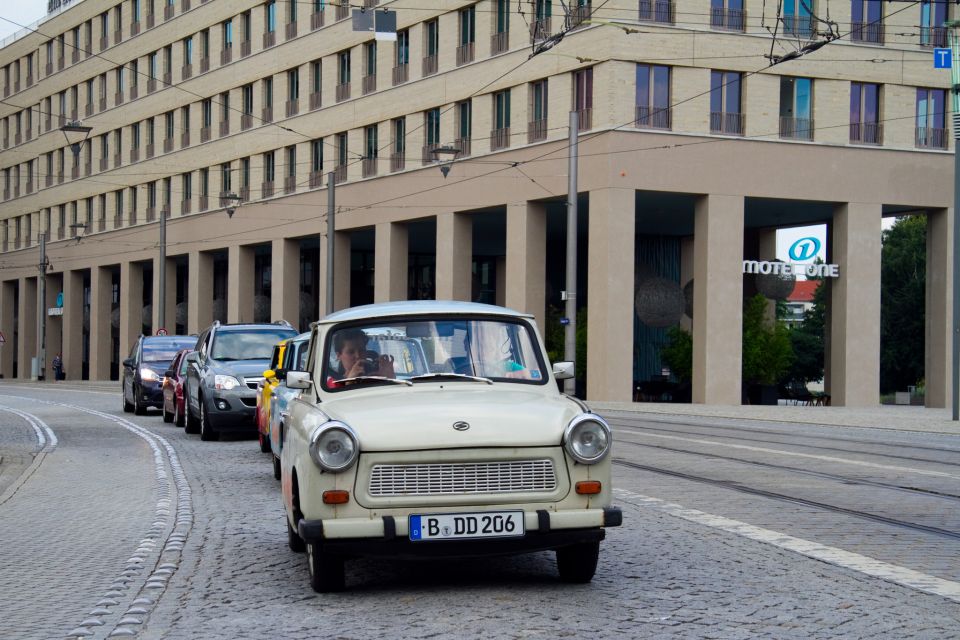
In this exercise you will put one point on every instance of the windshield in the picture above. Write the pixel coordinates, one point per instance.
(248, 344)
(165, 349)
(498, 350)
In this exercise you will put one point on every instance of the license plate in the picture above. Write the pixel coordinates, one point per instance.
(463, 526)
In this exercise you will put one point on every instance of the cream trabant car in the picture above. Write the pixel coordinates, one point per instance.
(436, 429)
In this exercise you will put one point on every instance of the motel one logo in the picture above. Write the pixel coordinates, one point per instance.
(802, 249)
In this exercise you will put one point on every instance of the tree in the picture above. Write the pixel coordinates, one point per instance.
(903, 303)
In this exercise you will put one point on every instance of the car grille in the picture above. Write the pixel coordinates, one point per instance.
(462, 478)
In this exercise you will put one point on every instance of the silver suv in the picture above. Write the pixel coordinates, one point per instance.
(223, 374)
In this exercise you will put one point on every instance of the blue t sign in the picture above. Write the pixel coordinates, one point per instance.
(941, 59)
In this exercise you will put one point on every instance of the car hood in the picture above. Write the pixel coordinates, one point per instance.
(422, 417)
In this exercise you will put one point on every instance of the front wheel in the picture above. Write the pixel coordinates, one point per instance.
(578, 562)
(326, 570)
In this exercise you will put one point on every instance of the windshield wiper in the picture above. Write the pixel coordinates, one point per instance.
(373, 378)
(456, 376)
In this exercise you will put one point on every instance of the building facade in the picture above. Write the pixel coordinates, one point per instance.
(693, 150)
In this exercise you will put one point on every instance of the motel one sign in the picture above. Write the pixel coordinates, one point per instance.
(802, 249)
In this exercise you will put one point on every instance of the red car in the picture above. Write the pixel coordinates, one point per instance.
(173, 381)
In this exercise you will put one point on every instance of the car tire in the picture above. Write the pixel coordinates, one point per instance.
(207, 433)
(294, 541)
(326, 570)
(578, 562)
(138, 409)
(264, 442)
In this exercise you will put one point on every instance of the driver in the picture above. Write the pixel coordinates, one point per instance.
(350, 345)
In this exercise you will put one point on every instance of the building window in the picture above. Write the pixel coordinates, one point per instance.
(725, 106)
(931, 119)
(865, 124)
(653, 97)
(866, 21)
(796, 100)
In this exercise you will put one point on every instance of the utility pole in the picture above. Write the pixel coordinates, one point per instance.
(331, 207)
(955, 75)
(570, 292)
(42, 307)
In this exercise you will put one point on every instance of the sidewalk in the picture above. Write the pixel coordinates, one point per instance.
(903, 418)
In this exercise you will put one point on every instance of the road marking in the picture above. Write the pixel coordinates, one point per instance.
(860, 463)
(831, 555)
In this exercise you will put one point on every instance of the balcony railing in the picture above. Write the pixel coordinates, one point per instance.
(866, 132)
(430, 65)
(540, 29)
(873, 32)
(653, 117)
(585, 119)
(933, 37)
(930, 138)
(796, 128)
(728, 123)
(658, 11)
(728, 19)
(401, 74)
(500, 138)
(465, 53)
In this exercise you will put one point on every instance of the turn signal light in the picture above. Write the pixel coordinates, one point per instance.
(338, 496)
(588, 487)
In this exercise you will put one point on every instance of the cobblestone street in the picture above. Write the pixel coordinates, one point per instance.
(107, 517)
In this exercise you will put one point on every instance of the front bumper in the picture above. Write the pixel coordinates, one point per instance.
(389, 535)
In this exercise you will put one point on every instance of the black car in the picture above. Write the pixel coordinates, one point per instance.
(142, 380)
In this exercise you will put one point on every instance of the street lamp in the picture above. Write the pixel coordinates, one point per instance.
(441, 152)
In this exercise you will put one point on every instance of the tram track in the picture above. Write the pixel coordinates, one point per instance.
(772, 495)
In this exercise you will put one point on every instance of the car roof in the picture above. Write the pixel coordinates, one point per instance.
(416, 307)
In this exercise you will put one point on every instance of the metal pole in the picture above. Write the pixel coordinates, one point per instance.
(162, 297)
(570, 294)
(41, 306)
(331, 207)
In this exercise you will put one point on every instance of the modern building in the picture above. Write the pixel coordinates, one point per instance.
(693, 150)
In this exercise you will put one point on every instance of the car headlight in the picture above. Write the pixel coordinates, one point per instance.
(225, 382)
(334, 446)
(587, 438)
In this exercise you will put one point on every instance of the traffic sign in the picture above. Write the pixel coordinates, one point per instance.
(942, 58)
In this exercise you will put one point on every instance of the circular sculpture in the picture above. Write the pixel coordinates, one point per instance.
(775, 286)
(658, 302)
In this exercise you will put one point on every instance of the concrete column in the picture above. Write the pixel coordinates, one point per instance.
(937, 341)
(200, 292)
(454, 256)
(170, 321)
(285, 285)
(718, 300)
(72, 325)
(610, 255)
(855, 306)
(526, 259)
(101, 283)
(240, 284)
(390, 267)
(7, 294)
(131, 305)
(27, 323)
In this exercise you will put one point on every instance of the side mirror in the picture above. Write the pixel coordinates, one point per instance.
(298, 380)
(563, 370)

◆ WRITTEN INSTRUCTION:
Please lay out the records above as a two-column CSV with the header row text,answer, one row per record. Put each record's text and its answer in one quoted field apiece, turn line breaks into spaces, and leave the pictures out.

◆ TASK RESPONSE:
text,answer
"In this exercise you will put one point on every instance of the windshield in the picture above. Write the pixel coordinates, one point per instance.","(248, 344) (165, 349) (498, 350)"
"In this exercise you will put one point on every instance of the license plate in the picture above. Write the pixel coordinates, one point per instance.","(463, 526)"
"In this exercise you will put one point on every instance of the cream trabant car in the picture above. Write the pixel coordinates, one point per instance.","(436, 429)"
"In this exercise you will put one point on every instance of the motel one logo in the picture above. Write the pixel coordinates, one point per instance.","(802, 249)"
"In this exercise you will put one point on every instance of the tree in the picture above. Write the pixel coordinates, one point per instance.","(903, 303)"
"In this exercise you will put one point on every instance of the car grille in the picture above. Write the pixel coordinates, one point per instance.","(462, 478)"
"In this exercise you will put one point on every instance of the silver suv in the picture above. Write the pixel coordinates, one point per instance.","(223, 374)"
"In this exercise you will put one point on every instance of the blue t sign in the picture above. Write the pixel coordinates, one point per instance.","(941, 59)"
"In this exercise you will put one point on every instance of the car hood in the picture above. Write the pixel coordinates, one point per instance.","(422, 417)"
"In this exercise you will put one point on every instance of the front wheel in the picture above. Write the pixel coordinates, one point per instance.","(578, 562) (326, 570)"
"In this exercise you will put one point on every instance of the windshield wiper in the picture above. Write the pixel coordinates, one point per instance.","(373, 378) (456, 376)"
"In this exercise you will put one point on every instance of the building facade in the picture above. Write the pixel coordinates, one point per instance.","(693, 150)"
"In this exercise you will put one point on every instance of the motel one sign in the picture above. Write the pixel coordinates, one point per instance.","(802, 249)"
"In this exercise you will put one point on every instance of the red car in the picture above. Write the pixel coordinates, one point per instance.","(173, 381)"
"In this exercise you will put one point on every instance of the car tire in the picture above. Write the pixel coordinates, one point per instance.","(207, 433) (294, 541) (326, 570) (578, 562) (138, 409) (264, 442)"
"In this exercise you will put one point on every instance of the driver in the picture above. Write the pixel coordinates, one point per instance.","(350, 345)"
"In this exercise you will put one point on every instance of the building window in the picture above. Write the pixel coordinates, one point per instance.","(725, 106) (931, 119) (865, 124) (653, 97) (866, 21) (796, 100)"
"In this exercise you will put one point on every instance of the utility pole in the picture above. Write the pixel coordinates, one point per instance.","(331, 207) (955, 75) (570, 292) (42, 307)"
"In this exercise you will put one point on every instance of the sidewalk in the picture above. Write the pixel coordinates, one point per instance.","(903, 418)"
"In this exercise you will put one point on every instance of the road marking in the picture above. Write the pixel coordinates, one point per instance.","(860, 463) (831, 555)"
"In this exercise you will put one point on every instance of the balcony railing in the picture above. Write the pixel coordinates, one point per instance.","(866, 132) (430, 65) (540, 29) (873, 32) (653, 117) (585, 119) (933, 37) (930, 138) (796, 128) (728, 123) (658, 11) (728, 19) (401, 74) (500, 138) (465, 53)"
"In this exercise you will put one point on every instance of the turn signal light in the picture above. Write the pixel coordinates, one point per instance.","(338, 496) (588, 487)"
"In this exercise you will put one point on every instance of the cobblestone street in the picture above. Write the pixel coordinates, one point per instance.","(107, 517)"
"In this exercise you will put one point on every instance of the front bumper in the picture above. Write the pixel coordinates, one point per instance.","(389, 535)"
"In this exercise you will put one point on every instance of the black car in the picture above. Write the pixel coordinates, one point per instance.","(142, 380)"
"In this exercise you will put one point on every instance of the street lamp in the picture above. Write the pixel coordinates, one point per instance.","(441, 152)"
"In this exercise you will put one point on every instance of the tram track in the picture above. Write the pixel coordinates, one point per instance.","(772, 495)"
"In this exercise you will put one point on every instance of the car roof in the picture above. Write the pixel coordinates, one point per instance.","(416, 307)"
"In this exercise you will put one point on every instance of the metal pole in the picture above. Write the pixel coordinates, one point per instance.","(162, 297) (570, 294) (41, 306) (331, 207)"
"In this exercise you will put one point on every instance of the modern building in the picture above. Write the pixel coordinates, one point per instance.","(693, 150)"
"In this exercise you will put one point on every instance of the car headlight in the picture above. Write the pixel coordinates, one point per instance.","(225, 382) (334, 446) (587, 438)"
"In this exercise you will put one point on every instance of the traffic sign in the picture above. Write the pixel coordinates, one point per instance.","(942, 58)"
"In this exercise you will put one point on every instance of the circular sculpture in the picture above. Write the pixel coordinates, one point per instance.","(775, 286) (658, 302)"
"In this exercise you will put one point on every instance of the concrete column in the picture above. Write the pixel coordinates, one point per instance.","(937, 341) (200, 292) (454, 256) (170, 321) (285, 285) (718, 300) (72, 325) (610, 255) (855, 306) (526, 259) (101, 283) (240, 284) (390, 267) (7, 294) (131, 305) (27, 323)"
"In this exercise you will put one point on every instance of the side mirror in the picture above. Write the pixel coordinates, one point per instance.","(298, 380) (563, 370)"